Task to complete:
Decide whether each statement agrees with the KubeCon + CloudNativeCon 2024 article, and answer yes or no with the deciding words of the article in quotation marks: (a) Over 12,000 delegates gathered for the conference in Paris. (b) The conference ran for three days. (c) Kubernetes is celebrating its first decade.

━━━━━ Text shown

KubeCon + CloudNativeCon 2024 - AI means it’s Springtime for open source, says CNCF

Chris Middleton Profile picture for user cmiddleton March 21, 2024
Summary:
On day one of its biggest conference to date, the Cloud Native Computing Foundation claimed natural partnership with the AI revolution.

An image of a flower blossoming in Spring
(Image by [email protected] from Pixabay)

Cloud-native and AI are the two most critical technology trends today, with the former powering the AI movement as the “only infrastructure” that can keep pace with innovation in that sector. So said Priyanka Sharma, Executive Director of the Cloud Native Computing Foundation (CNCF), as over 12,000 delegates gathered at KubeCon + CloudNativeCon in Paris. 

The four-day conference – featuring speakers from Google DeepMind, Microsoft, Oracle, AWS, Huawei, NVIDIA, Ollama, CERN, Intel, VMware, Bloomberg, BT, Goldman Sachs, Red Hat, Shopify, Heroku, and Zeiss, among others – is the largest in the CNCF’s history, as open-source deployment automation platform Kubernetes celebrates its first decade.

━━━━━━━━━━
━━━━━ Exercise data

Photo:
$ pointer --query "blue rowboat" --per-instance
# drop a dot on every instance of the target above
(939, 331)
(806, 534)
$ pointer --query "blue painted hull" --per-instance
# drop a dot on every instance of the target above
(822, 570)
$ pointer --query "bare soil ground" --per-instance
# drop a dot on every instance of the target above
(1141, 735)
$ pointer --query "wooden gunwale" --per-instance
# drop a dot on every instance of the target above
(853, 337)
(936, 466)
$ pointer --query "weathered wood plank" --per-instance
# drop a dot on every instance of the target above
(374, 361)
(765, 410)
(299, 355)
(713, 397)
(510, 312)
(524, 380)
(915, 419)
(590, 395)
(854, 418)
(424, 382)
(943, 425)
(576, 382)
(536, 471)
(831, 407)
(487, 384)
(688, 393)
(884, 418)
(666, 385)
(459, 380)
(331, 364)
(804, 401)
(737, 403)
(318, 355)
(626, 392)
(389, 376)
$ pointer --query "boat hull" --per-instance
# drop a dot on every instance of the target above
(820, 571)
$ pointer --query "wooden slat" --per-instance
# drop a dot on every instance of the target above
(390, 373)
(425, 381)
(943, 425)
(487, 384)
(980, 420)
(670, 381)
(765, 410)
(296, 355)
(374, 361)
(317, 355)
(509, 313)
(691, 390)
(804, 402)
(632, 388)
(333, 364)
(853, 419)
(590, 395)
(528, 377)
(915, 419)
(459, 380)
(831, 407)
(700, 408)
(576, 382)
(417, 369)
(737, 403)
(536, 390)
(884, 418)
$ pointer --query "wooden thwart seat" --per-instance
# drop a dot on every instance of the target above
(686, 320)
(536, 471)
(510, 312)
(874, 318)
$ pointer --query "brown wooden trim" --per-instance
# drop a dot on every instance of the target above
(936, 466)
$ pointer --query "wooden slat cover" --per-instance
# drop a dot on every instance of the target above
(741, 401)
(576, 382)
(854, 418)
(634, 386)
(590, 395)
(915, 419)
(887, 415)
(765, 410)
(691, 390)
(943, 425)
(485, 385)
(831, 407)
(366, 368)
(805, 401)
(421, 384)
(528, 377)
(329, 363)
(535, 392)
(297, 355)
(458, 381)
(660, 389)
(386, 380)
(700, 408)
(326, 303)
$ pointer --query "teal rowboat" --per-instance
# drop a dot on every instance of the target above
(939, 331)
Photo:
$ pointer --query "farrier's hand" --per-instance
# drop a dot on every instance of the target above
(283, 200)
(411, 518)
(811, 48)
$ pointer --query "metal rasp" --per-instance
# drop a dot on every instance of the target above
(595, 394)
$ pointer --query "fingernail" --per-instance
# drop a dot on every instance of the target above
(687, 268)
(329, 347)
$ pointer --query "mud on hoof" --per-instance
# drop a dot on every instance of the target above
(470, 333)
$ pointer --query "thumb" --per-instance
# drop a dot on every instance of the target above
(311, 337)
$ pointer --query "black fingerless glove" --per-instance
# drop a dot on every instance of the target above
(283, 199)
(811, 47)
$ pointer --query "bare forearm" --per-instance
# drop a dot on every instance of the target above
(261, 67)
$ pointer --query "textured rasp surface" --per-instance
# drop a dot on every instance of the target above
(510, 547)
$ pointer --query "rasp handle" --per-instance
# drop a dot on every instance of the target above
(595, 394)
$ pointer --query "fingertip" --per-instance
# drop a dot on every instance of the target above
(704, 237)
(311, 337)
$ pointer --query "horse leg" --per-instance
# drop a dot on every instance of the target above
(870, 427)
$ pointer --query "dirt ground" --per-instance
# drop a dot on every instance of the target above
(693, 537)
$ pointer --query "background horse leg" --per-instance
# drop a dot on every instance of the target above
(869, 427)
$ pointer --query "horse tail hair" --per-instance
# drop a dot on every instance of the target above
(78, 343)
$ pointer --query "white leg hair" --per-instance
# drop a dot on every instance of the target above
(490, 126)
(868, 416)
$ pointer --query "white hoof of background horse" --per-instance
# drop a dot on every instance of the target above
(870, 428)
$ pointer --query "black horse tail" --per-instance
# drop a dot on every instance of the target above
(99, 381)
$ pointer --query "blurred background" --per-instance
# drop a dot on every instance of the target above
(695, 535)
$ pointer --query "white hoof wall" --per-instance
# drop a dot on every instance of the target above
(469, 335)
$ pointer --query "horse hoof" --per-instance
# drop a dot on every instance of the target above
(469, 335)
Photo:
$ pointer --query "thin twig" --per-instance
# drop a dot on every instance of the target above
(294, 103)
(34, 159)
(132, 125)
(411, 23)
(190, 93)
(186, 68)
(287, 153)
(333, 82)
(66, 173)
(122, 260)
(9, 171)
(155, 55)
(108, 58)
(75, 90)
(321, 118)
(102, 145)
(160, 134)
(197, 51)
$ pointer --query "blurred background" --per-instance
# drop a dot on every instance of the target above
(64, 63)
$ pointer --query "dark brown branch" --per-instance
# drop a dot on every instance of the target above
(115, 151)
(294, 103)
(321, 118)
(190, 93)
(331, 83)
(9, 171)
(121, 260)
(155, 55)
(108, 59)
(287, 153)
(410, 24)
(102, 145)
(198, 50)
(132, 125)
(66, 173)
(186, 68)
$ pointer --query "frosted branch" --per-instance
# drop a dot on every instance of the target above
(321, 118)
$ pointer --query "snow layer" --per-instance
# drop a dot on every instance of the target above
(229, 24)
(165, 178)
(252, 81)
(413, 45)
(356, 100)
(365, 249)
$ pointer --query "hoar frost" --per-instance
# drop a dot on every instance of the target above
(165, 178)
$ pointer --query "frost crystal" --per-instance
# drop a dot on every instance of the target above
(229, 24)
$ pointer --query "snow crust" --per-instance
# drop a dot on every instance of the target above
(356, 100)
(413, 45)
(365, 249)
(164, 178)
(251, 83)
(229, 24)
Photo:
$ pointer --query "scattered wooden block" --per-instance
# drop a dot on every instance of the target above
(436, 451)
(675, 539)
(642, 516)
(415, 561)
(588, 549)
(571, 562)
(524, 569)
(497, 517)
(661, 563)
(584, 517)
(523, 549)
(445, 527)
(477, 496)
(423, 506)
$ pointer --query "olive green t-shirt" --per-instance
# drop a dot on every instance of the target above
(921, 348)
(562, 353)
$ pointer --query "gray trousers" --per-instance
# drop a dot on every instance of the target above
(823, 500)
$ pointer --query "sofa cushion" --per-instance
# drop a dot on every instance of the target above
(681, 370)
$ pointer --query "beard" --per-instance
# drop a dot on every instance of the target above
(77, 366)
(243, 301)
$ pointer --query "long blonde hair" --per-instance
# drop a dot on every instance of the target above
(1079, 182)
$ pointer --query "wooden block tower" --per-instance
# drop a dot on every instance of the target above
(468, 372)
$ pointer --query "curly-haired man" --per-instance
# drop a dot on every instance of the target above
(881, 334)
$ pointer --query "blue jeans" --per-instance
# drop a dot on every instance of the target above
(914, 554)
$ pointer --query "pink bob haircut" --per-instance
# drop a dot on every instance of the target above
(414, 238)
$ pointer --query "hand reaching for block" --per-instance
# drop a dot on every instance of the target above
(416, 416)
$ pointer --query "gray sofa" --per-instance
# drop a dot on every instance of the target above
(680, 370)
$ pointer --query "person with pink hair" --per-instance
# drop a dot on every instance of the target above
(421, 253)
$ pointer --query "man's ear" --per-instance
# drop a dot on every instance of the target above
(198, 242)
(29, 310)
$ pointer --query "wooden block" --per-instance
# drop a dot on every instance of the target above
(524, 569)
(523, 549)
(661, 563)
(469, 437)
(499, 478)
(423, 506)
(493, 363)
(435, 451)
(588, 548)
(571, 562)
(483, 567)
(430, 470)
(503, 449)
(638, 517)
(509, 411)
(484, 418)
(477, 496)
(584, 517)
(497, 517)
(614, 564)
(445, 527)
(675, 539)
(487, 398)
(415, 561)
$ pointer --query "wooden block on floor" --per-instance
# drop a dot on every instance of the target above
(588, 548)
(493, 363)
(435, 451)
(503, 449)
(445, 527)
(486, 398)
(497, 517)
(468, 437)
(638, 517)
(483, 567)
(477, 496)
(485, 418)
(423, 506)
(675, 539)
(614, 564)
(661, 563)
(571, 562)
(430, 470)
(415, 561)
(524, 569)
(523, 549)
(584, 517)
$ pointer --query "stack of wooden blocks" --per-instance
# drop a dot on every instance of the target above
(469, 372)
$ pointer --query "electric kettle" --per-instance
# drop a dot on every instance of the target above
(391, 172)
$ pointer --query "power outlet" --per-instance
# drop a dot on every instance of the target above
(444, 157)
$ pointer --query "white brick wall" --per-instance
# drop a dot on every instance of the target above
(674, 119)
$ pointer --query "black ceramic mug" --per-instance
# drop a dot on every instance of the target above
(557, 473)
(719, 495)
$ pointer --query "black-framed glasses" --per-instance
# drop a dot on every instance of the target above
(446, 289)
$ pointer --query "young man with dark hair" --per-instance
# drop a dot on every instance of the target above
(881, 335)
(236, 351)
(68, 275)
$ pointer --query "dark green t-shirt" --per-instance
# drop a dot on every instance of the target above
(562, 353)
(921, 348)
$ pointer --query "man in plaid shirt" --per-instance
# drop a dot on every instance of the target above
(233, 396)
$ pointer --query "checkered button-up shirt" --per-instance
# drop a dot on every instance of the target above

━━━━━━━━━━

Solution for this task:
(a) Yes: "as over 12,000 delegates gathered at KubeCon + CloudNativeCon in Paris"
(b) No: "The four-day conference"
(c) Yes: "Kubernetes celebrates its first decade"